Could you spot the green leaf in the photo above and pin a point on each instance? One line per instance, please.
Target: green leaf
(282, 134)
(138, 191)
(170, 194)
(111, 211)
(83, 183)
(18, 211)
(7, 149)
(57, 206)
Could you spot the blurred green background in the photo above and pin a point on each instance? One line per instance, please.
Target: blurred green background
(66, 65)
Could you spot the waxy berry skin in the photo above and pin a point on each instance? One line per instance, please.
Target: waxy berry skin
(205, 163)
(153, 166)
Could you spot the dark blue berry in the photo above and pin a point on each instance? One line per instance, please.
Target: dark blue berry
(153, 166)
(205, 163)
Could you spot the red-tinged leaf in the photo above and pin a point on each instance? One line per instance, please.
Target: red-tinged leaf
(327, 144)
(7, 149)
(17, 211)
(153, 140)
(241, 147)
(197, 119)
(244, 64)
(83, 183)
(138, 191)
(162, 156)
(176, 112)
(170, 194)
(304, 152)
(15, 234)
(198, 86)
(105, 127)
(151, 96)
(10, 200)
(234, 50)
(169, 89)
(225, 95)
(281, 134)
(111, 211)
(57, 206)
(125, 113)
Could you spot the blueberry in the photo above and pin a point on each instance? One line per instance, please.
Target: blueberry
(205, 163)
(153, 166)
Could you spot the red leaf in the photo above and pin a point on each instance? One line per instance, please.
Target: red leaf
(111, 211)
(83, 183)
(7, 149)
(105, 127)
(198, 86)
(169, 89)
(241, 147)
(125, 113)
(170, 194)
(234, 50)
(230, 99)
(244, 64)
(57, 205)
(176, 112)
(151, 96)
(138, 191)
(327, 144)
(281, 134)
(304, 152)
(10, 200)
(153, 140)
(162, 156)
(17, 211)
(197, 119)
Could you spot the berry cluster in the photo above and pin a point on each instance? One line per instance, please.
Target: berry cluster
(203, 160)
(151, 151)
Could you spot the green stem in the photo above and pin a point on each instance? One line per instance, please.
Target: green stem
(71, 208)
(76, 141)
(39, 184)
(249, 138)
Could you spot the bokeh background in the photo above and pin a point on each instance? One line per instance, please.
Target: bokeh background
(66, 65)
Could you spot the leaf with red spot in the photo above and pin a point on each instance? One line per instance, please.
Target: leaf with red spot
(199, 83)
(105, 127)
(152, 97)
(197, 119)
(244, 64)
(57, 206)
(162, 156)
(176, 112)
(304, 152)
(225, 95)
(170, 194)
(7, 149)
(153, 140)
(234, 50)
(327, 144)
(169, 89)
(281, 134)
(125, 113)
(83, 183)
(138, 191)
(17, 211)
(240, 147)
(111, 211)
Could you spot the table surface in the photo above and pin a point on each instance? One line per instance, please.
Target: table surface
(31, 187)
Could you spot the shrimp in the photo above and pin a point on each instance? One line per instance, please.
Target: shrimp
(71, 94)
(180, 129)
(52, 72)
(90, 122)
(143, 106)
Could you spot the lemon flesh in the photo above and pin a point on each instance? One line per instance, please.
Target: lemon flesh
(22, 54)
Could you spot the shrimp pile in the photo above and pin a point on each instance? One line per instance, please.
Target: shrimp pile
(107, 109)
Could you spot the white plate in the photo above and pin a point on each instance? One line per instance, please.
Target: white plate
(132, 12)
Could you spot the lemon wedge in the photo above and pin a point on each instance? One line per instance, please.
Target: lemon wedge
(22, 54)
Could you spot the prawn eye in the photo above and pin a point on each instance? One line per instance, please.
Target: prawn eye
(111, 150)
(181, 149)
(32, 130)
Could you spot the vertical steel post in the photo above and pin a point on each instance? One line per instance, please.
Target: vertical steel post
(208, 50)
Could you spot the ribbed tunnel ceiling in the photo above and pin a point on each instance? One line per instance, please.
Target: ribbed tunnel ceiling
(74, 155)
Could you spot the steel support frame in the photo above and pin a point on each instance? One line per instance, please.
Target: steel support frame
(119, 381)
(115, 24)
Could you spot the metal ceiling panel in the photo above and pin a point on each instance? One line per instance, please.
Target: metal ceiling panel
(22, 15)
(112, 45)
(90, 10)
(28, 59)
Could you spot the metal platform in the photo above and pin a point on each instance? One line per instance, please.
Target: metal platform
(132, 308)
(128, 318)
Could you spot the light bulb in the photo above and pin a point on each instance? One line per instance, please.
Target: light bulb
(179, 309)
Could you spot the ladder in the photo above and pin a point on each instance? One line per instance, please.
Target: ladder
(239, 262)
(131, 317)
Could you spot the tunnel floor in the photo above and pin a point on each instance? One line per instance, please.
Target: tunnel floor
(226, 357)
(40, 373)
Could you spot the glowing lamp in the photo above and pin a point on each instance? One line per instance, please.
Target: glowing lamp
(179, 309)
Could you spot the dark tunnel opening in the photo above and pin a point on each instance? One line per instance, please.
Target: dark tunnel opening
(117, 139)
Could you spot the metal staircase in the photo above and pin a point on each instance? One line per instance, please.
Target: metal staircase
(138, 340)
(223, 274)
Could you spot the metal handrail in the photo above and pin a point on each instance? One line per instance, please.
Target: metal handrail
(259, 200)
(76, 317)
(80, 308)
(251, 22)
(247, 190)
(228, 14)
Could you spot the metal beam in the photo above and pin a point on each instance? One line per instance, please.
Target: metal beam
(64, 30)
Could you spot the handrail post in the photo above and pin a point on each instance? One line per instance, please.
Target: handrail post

==

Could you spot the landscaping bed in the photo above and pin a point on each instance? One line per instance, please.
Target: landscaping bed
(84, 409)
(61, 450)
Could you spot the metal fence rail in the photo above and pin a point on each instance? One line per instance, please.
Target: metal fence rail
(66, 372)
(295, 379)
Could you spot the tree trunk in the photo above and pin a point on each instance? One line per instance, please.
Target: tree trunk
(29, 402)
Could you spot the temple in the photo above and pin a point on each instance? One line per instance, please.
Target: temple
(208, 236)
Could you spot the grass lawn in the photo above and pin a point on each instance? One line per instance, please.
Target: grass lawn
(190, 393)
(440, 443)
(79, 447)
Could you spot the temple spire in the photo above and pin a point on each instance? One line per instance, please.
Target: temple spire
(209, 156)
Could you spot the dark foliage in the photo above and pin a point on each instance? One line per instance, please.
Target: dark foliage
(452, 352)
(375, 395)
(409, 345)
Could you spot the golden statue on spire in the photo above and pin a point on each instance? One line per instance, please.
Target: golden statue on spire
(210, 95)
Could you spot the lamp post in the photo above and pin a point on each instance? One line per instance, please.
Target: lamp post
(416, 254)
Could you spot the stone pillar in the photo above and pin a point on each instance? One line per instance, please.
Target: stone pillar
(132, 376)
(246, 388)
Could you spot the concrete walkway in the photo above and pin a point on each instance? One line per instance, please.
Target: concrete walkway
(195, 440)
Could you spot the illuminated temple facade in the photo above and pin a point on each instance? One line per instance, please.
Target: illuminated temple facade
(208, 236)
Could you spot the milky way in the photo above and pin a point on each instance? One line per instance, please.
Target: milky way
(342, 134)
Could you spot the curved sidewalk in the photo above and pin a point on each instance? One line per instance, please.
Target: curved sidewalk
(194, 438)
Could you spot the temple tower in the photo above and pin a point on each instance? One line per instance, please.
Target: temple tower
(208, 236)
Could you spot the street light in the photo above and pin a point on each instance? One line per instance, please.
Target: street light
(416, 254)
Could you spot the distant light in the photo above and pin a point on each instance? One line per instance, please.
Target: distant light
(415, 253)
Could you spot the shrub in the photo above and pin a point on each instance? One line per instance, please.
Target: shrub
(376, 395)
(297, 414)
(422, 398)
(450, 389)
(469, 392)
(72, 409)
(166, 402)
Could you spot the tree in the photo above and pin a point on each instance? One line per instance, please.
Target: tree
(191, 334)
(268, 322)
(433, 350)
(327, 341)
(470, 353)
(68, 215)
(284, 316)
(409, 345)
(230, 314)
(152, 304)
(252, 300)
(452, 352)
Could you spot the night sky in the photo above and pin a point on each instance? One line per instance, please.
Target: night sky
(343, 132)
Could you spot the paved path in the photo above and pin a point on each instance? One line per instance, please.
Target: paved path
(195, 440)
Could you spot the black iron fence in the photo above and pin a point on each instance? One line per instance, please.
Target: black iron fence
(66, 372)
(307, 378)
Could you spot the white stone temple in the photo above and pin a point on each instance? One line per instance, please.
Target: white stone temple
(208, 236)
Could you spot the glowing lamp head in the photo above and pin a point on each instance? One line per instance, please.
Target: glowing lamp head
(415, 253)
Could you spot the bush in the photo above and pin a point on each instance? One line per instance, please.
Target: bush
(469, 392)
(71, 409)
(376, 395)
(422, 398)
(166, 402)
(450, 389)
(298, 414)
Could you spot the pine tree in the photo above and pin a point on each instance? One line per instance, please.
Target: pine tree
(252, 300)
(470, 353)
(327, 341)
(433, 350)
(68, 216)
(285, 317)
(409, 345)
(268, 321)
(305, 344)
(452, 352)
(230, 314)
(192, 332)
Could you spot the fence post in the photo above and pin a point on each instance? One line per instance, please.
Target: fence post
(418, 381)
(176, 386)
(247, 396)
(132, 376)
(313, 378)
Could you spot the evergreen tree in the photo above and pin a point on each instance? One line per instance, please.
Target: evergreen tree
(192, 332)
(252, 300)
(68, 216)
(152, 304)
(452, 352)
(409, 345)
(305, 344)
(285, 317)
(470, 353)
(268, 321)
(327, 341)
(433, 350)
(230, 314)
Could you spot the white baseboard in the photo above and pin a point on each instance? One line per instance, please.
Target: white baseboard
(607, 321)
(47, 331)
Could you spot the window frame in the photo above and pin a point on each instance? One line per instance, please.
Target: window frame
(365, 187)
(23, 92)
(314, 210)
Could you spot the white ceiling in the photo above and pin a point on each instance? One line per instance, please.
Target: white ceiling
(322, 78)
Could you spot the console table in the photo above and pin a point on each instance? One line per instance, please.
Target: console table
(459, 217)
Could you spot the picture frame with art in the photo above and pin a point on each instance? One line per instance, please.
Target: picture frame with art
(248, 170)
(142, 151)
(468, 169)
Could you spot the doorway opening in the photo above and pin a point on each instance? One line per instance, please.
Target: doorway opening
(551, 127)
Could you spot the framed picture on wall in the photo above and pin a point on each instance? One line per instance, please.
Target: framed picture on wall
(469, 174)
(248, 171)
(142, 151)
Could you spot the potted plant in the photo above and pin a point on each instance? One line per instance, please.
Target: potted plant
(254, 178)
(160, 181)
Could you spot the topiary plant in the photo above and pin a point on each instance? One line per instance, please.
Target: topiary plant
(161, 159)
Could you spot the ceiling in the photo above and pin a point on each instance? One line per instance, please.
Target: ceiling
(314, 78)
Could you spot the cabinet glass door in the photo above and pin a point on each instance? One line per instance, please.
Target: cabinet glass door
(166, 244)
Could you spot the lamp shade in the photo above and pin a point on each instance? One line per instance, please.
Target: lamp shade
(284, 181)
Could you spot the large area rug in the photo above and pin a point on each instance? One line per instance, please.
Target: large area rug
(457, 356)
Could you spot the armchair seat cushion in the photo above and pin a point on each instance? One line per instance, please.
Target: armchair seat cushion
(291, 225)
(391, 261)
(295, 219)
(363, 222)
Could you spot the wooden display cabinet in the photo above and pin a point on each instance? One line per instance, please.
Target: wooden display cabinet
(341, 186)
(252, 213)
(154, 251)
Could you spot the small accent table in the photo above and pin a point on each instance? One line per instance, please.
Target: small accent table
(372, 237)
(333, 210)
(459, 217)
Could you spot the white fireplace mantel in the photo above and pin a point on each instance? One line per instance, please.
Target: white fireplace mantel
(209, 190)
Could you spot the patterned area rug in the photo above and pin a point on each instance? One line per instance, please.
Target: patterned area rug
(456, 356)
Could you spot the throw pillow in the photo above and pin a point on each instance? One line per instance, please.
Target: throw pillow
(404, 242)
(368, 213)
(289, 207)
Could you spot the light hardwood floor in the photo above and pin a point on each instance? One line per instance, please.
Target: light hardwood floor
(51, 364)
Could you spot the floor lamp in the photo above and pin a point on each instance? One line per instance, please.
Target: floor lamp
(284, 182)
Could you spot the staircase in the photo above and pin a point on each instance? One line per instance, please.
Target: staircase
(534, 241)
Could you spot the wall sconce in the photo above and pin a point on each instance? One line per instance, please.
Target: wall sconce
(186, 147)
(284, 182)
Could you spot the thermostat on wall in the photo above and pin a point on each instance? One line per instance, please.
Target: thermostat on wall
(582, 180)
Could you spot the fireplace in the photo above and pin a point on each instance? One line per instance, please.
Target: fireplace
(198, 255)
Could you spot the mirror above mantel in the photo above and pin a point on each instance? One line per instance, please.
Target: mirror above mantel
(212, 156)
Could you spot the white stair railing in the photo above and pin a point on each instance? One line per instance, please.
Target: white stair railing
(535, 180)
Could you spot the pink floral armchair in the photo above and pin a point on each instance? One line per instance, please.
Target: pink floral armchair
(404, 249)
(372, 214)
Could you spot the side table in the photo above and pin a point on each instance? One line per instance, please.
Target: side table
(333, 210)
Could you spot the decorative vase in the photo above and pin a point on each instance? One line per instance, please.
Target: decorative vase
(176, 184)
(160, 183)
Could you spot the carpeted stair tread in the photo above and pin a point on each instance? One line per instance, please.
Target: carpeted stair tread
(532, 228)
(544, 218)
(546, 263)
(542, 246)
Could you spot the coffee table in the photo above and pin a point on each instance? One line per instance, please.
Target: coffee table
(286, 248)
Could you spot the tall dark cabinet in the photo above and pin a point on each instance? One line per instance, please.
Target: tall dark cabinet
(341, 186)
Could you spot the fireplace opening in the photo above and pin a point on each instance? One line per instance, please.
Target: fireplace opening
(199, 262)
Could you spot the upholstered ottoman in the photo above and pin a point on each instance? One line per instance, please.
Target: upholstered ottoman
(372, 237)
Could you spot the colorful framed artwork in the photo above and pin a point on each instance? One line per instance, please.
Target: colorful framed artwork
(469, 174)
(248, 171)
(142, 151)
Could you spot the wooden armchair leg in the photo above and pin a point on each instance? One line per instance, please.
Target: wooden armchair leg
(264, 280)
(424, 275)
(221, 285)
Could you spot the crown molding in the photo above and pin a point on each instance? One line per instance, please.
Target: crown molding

...

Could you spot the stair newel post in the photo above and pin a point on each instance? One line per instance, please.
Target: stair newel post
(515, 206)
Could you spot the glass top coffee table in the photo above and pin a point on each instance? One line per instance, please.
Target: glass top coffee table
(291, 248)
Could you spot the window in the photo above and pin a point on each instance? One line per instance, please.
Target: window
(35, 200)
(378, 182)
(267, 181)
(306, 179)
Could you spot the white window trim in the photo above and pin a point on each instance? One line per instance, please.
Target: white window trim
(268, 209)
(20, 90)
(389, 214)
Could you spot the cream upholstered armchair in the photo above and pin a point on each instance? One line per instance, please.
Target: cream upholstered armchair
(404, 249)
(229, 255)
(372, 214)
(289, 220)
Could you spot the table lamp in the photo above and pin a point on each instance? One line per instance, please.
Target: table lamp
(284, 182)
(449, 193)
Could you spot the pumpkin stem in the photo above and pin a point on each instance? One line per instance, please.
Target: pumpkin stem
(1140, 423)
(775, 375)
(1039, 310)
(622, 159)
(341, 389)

▶ _Exercise instructions_
Copy out everything in the data from the line containing "Could you spot the upholstered" down to the line containing "Target: crown molding", keeping every line unchanged except that each point coordinate is shifted by adding 129 to both of its numbers.

▶ _Solution for this task_
Could you spot the upholstered ottoman in the photo above and pin a point on each instance? One line per instance, please.
Target: upholstered ottoman
(501, 366)
Could you spot the colorful framed artwork in the photo above and pin a point on each instance? One line per instance, please.
Target: colorful framed artwork
(598, 303)
(377, 300)
(271, 280)
Could you spot the wooden armchair leg in the photo above and pin a point on each instance? One line per instance, please.
Target: wooden armchair leg
(393, 409)
(553, 404)
(350, 414)
Could you spot the crown molding in the photo above and pin a point on each instance? One line per instance, please.
Target: crown molding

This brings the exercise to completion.